--- BEGIN ---

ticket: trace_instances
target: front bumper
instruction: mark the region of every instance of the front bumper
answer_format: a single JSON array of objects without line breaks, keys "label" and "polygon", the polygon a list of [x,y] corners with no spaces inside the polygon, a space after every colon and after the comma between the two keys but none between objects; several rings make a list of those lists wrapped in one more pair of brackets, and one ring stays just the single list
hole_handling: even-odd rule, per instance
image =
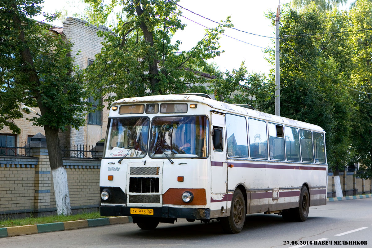
[{"label": "front bumper", "polygon": [[130,213],[131,208],[135,207],[127,207],[121,205],[101,206],[100,214],[102,216],[132,216],[138,217],[150,217],[171,219],[209,219],[211,210],[208,209],[183,208],[171,207],[138,207],[141,209],[151,209],[154,210],[153,215],[134,215]]}]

--- END ---

Reproduce every row above word for word, leaving out the pictures.

ticket: trace_instances
target: front bumper
instruction: mark the region of every instance of the front bumper
answer_format: a single JSON array of objects without line breaks, keys "label" and "polygon", the polygon a list of [x,y] corners with no spaces inside the polygon, a space after every colon and after the comma between the two keys but none between objects; several rings make a list of those lists wrapped in one more pair of brackets, and one ring stays just the single list
hole_handling: even-odd rule, per instance
image =
[{"label": "front bumper", "polygon": [[130,213],[131,208],[135,207],[127,207],[121,205],[101,206],[100,214],[102,216],[132,216],[138,217],[150,217],[171,219],[209,219],[211,210],[208,209],[183,208],[171,207],[138,207],[141,209],[151,209],[154,210],[153,215],[134,215]]}]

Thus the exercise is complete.